Répondez à ces questions à partir du texte sur l'évacuation du bois Lejuc, plus bas.
(a) Combien de gendarmes ont été mobilisés pour l'évacuation ?
(b) À quelle heure l'évacuation avait-elle commencé ?
(c) Qui devait recevoir ce vendredi les opposants au projet Cigéo ?

TEXTE SOURCE ▸

=======

Hier, 500 gendarmes ont procédé à l'évacuation du bois Lejuc, situé près du village de Bure, à la limite de la Meuse et de la Haute-Marne, où le gouvernement prévoit d'enfouir des déchets nucléaires à 500 mètres de profondeur. Une décision qui pourrait bien conduire à l'installation d'une vraie ZAD sur place, selon les opposants sur place, qui dénoncent des risques à très long terme.

"Le bois est libéré, il n'y a plus d'occupants", claironnait hier en fin de journée la préfète de la Marne, Muriel Nguyen, à la fin d'une évacuation du bois Lejuc, qui a monopolisé 500 gendarmes armés jusqu'aux dents. "On ne s'y attendait vraiment pas, nous n'étions pas du tout préparés à ça", expliquait hier après-midi Juliette Geoffrey, porte-parole du Cedra, le comité contre l'enfouissement des déchets radioactifs, alors que l'évacuation était en cours depuis 6h15 du matin. "Nous redoutions bien une évacuation mais pas avant la fin de la trêve hivernale et l'épuisement des recours juridiques", explique la porte-parole de ce collectif d'opposants. D'autant que l'évacuation du bois Lejuc a été ordonnée à la veille de la visite de sur place de Sébastien Lecornu, secrétaire d'Etat auprès du ministre de la transition écologique et solidaire, qui devait recevoir ce vendredi les opposants au projet Cigéo (centre industriel de stockage géologique)

=======

LISTE DES DONNÉES ▸
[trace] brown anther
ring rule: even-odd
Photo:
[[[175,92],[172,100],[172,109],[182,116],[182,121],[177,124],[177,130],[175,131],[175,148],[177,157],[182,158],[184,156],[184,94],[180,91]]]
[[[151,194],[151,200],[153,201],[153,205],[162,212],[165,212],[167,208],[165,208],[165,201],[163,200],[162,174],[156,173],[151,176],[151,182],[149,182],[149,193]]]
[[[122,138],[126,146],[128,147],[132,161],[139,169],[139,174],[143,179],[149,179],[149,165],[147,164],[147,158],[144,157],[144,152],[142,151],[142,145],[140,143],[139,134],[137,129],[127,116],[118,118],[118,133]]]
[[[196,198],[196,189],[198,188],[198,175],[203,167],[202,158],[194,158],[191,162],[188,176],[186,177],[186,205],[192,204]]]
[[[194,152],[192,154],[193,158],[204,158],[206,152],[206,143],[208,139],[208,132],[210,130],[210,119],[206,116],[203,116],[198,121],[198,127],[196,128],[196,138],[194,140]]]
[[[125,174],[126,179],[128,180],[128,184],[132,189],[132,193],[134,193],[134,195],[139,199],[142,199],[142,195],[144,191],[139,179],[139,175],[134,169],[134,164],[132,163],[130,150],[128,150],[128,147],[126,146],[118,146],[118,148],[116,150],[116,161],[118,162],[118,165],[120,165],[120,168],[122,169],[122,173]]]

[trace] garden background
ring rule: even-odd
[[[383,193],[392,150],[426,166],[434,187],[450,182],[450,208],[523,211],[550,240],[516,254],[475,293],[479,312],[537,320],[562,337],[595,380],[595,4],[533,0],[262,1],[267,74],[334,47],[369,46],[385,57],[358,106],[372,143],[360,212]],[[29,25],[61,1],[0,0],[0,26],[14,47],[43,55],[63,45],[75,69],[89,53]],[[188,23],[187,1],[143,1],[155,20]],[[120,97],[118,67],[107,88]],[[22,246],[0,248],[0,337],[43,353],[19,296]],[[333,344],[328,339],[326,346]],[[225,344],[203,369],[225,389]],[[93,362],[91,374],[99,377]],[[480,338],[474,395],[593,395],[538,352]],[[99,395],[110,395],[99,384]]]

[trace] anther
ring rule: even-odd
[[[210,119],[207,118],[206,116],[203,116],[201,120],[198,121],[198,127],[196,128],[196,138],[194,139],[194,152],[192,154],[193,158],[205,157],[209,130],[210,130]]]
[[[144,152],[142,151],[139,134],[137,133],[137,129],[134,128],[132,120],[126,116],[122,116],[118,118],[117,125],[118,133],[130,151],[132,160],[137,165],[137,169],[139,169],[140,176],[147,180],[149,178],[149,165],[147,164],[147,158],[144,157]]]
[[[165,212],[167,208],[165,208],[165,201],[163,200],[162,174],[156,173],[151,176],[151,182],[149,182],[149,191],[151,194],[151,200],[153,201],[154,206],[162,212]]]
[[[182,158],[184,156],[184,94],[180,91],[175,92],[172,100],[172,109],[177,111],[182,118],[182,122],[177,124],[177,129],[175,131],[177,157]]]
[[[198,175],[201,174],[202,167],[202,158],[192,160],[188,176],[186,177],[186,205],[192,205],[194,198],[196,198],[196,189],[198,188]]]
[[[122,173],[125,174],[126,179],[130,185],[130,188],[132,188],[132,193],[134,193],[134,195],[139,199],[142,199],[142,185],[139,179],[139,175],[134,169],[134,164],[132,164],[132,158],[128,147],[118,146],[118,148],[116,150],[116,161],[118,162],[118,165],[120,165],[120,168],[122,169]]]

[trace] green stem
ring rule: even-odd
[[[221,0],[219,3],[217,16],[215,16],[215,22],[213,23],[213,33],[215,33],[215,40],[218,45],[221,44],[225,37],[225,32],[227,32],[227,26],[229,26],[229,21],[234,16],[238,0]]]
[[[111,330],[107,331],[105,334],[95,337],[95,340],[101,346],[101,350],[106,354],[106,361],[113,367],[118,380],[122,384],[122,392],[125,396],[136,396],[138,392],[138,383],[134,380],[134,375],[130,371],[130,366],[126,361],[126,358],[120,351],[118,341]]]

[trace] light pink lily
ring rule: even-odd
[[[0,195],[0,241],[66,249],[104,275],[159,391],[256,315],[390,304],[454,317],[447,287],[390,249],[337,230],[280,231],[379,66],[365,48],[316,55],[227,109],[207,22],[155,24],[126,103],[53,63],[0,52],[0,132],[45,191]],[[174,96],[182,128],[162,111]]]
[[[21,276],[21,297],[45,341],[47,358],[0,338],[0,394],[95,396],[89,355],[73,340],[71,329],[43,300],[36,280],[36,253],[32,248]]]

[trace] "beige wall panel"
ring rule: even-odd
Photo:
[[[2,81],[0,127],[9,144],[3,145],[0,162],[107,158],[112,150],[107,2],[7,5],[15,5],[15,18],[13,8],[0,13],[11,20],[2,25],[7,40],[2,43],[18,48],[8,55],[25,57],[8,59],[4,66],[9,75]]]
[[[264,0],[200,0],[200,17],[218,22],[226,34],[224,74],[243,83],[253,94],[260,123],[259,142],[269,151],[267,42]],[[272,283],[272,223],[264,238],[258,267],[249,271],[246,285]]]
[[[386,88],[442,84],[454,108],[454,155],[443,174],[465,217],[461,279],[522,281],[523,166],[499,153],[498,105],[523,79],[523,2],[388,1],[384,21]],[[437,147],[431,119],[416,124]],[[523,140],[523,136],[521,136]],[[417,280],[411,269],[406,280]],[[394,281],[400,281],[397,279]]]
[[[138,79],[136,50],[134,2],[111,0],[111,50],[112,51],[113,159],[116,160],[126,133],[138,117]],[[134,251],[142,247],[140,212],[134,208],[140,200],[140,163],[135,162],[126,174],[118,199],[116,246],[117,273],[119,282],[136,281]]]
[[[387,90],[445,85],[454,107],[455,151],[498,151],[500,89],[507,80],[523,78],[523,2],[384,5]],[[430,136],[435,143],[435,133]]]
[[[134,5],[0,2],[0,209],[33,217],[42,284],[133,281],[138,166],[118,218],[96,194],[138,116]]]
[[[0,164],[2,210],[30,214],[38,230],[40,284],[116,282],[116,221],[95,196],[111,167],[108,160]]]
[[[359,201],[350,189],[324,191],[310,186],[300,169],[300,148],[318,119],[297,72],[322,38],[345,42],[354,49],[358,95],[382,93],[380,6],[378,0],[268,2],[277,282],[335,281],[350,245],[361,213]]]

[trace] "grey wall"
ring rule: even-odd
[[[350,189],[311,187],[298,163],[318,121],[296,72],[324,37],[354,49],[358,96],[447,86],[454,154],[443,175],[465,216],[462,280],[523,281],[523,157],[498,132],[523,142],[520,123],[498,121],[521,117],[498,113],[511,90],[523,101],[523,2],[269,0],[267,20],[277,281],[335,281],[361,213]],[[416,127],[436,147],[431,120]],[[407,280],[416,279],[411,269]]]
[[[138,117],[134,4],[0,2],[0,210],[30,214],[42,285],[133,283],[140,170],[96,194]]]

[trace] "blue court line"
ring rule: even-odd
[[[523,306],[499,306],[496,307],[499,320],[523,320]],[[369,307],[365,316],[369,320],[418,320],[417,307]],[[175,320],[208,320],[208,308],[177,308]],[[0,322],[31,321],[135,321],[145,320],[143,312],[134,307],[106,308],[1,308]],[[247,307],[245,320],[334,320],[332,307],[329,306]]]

=======

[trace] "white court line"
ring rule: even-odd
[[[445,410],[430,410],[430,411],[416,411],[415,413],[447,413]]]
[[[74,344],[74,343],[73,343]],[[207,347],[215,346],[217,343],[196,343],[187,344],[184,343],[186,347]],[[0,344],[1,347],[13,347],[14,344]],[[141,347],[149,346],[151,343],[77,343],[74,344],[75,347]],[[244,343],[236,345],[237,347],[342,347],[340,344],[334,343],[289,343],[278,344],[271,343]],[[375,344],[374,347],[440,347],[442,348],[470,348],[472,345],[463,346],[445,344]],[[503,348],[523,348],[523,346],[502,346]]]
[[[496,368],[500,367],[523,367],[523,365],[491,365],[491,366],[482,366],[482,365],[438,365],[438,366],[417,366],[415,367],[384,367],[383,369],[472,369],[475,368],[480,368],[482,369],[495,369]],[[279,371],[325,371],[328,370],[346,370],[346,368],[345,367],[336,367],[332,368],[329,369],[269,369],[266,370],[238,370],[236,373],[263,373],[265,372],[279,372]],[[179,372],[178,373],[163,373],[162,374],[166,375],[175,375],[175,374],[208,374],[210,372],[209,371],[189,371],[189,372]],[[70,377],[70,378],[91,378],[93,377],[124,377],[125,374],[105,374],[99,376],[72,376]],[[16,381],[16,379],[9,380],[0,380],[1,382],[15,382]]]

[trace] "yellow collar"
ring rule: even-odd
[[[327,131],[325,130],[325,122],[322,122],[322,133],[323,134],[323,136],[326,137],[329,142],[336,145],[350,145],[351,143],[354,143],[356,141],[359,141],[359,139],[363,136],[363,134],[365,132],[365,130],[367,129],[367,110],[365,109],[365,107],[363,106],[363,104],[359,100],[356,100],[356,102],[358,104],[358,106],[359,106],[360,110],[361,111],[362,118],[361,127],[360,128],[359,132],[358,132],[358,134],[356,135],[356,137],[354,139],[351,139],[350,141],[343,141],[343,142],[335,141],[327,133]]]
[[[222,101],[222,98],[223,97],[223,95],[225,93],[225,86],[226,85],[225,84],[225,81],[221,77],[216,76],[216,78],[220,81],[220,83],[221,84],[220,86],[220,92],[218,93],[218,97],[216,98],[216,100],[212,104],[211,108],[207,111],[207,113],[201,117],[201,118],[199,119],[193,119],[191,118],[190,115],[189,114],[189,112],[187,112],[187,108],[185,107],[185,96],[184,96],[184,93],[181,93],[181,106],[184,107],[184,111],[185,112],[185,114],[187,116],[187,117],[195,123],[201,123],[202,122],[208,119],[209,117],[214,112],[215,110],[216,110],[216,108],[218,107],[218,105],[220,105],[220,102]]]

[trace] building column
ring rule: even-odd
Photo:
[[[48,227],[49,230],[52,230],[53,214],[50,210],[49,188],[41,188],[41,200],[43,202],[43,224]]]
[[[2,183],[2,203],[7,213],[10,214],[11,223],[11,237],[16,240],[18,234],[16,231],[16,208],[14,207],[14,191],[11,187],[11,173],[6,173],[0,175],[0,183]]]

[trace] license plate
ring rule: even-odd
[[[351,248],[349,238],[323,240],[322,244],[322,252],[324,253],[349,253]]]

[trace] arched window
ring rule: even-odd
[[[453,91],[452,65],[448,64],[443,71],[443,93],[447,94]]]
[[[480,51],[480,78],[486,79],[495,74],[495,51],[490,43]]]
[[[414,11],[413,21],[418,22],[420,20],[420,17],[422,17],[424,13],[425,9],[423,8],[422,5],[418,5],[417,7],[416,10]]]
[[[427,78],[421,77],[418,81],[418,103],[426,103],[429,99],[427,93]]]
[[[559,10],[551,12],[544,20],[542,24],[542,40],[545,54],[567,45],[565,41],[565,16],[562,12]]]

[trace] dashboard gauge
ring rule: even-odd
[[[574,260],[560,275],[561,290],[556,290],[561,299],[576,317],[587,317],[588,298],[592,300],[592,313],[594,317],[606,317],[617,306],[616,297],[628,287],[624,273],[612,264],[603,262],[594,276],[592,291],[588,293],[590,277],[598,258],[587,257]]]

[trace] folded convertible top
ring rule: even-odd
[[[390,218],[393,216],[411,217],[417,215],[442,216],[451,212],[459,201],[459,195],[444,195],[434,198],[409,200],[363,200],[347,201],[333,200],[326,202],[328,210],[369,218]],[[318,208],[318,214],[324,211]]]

=======

RÉSULTAT ATTENDU ▸
(a) 500 gendarmes.
(b) À 6h15 du matin.
(c) Sébastien Lecornu, secrétaire d'État auprès du ministre de la transition écologique et solidaire.